Text shown:
--*--
As a result of the recommendation of the study commission, Maryland Delegate Paul Waters introduced a bill to establish the Washington Suburban Sanitary Commission, and the General Assembly passed the bill on April 8, 1916. WSSC Water was originally created to study the drainage situation in Montgomery and Prince George's counties and to recommend the best possible sewage system.

In 1918, the Commission released its report, written by Robert B. Morse and Harry Hall, to the General Assembly. The report recommended establishing a permanent Washington Suburban Sanitary Commission as a bi-county agency for water and sewage. The report included a plan for construction for the next 22 years. T. Howard Duckett drafted a law officially establishing WSSC Water as a permanent bi-county agency. Following lobbying by E. Brooke Lee, the law was passed, effective May 1, 1918. William T.S. Curtis of Montgomery County, Emory H. Bogley of Montgomery County, and Duckett of Prince George's County were named commissioners.

Duckett visited Elizabeth, New Jersey, which had financed its sewage plan by having a front-foot benefit charge and a land tax, with the house connections installed at the cost of each property owner. WSSC Water requested a similar arrangement in Maryland, and the county governments certified the levy in March 1919, using the rate of $0.015 per $100 of assessed property.

===Drinking water facilities===
In 1919 WSSC Water purchased the Takoma Park water system, which drew water from Sligo Creek. To provide additional capacity, the commission bought a used water filtration plant from Culpeper, Virginia, and installed the system along the Northwest Branch near Burnt Mills. This facility was replaced with a new system, the Robert B. Morse Water Filtration Plant, in the 1930s. Later, a pipeline was built to bring water from the Patuxent River at Mink Hollow to the filtration plant in Burnt Mills. Triadelphia Reservoir was built on the Patuxent and opened in 1943.

In 1944, the Patuxent River Filtration Plant was built near Laurel. The T. Howard Duckett Dam and Reservoir was completed in 1952, adding more capacity. The 2023 average delivery level for the Patuxent plant is 110 mgd. The Potomac River drinking water plant opened in 1961, with an initial capacity of 30 mgd. The 2023 average delivery level is 280 mgd.

===Sewage treatment facilities===
WSSC Water connected its trunk sewers near Washington, D.C., into the Blue Plains system beginning in the 1930s, as the treatment plant began operation. The commission built its first sewage treatment plant in Bladensburg in the 1940s; in the 1950s this plant was closed as additional connections were made to the Blue Plains system. Most of the WSSC sewers in Montgomery County are now served by the Blue Plains plant, except for the northern portion of the county, which is served by the Seneca plant, which opened in the 1970s. In Prince George's County, the Parkway plant was built in the 1950s, followed by the Piscataway and Western Branch plants in the 1960s.
--*--
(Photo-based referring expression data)
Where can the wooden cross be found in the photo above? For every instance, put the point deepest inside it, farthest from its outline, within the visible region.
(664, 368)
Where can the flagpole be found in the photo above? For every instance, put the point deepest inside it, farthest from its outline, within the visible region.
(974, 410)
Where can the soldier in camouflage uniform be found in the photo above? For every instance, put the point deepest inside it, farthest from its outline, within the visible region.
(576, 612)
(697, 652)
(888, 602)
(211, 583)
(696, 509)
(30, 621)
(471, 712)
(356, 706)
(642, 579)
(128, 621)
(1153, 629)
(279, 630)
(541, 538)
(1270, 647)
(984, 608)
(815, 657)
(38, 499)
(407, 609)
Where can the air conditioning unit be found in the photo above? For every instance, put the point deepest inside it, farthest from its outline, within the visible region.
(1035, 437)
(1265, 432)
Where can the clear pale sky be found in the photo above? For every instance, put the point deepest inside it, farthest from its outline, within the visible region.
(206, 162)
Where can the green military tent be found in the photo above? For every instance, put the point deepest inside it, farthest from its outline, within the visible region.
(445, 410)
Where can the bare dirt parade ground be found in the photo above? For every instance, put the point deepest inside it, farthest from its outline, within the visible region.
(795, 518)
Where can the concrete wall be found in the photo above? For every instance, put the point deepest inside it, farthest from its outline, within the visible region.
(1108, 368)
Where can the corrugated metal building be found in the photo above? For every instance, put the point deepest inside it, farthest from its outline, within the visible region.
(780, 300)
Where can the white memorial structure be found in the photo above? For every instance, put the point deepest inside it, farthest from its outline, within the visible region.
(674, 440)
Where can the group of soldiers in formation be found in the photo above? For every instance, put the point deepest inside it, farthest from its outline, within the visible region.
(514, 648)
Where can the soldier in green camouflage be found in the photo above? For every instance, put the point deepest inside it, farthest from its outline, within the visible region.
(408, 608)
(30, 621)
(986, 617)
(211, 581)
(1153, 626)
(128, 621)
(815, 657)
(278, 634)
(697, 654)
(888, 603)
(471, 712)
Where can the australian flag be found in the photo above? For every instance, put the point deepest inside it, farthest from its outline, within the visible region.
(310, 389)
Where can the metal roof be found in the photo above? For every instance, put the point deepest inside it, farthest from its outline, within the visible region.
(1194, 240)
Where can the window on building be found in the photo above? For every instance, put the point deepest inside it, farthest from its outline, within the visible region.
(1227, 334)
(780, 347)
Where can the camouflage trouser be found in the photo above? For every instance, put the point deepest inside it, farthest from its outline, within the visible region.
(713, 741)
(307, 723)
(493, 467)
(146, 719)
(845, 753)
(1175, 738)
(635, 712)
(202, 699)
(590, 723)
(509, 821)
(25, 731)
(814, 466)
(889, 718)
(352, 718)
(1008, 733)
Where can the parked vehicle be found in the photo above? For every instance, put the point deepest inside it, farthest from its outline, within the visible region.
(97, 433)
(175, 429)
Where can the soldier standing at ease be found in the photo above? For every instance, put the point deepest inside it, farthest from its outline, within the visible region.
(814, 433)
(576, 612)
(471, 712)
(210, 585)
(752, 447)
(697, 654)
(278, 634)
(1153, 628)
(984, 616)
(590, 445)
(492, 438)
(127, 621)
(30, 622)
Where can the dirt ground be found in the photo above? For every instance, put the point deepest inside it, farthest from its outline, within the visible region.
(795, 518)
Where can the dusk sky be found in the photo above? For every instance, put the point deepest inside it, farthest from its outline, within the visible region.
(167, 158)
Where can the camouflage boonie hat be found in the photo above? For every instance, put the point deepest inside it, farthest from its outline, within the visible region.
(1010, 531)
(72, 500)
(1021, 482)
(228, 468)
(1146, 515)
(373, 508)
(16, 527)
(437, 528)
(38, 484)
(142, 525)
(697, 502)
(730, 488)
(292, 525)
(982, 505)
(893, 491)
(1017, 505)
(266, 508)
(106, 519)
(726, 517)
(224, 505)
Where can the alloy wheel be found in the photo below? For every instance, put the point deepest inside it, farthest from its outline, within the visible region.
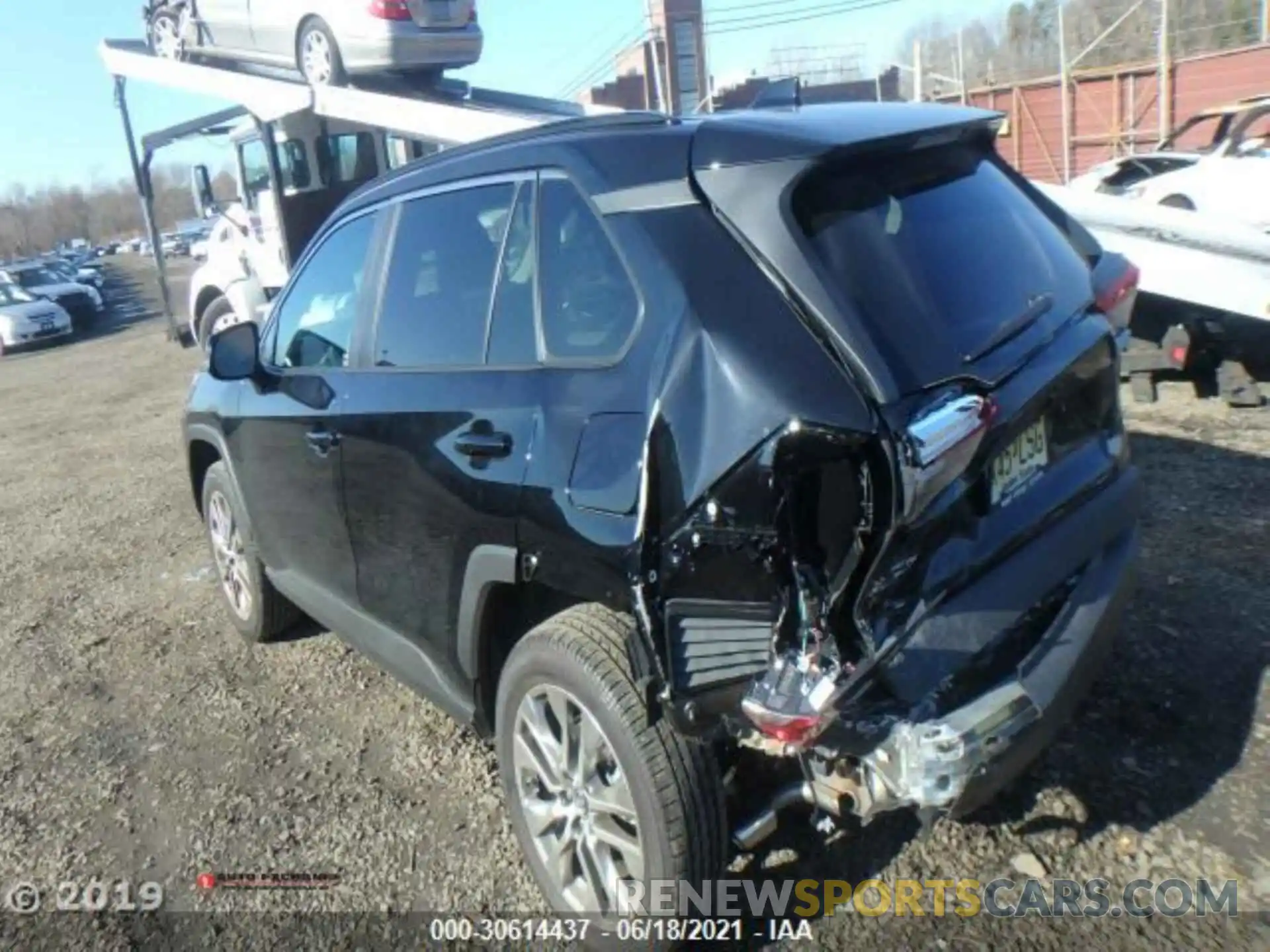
--*--
Task 1:
Answer these questions from the WSSC Water history:
(a) On what date did the General Assembly pass the bill establishing the Washington Suburban Sanitary Commission?
(b) Where did the used water filtration plant that the commission bought come from?
(c) Which plant serves the northern portion of Montgomery County?
Task 2: Can you extract the passage of the WSSC Water history from "In 1944, the" to "is 280 mgd."?
This material stands apart from the WSSC Water history.

Worked solution 1:
(a) April 8, 1916
(b) Culpeper, Virginia
(c) The Seneca plant

Worked solution 2:
In 1944, the Patuxent River Filtration Plant was built near Laurel. The T. Howard Duckett Dam and Reservoir was completed in 1952, adding more capacity. The 2023 average delivery level for the Patuxent plant is 110 mgd. The Potomac River drinking water plant opened in 1961, with an initial capacity of 30 mgd. The 2023 average delivery level is 280 mgd.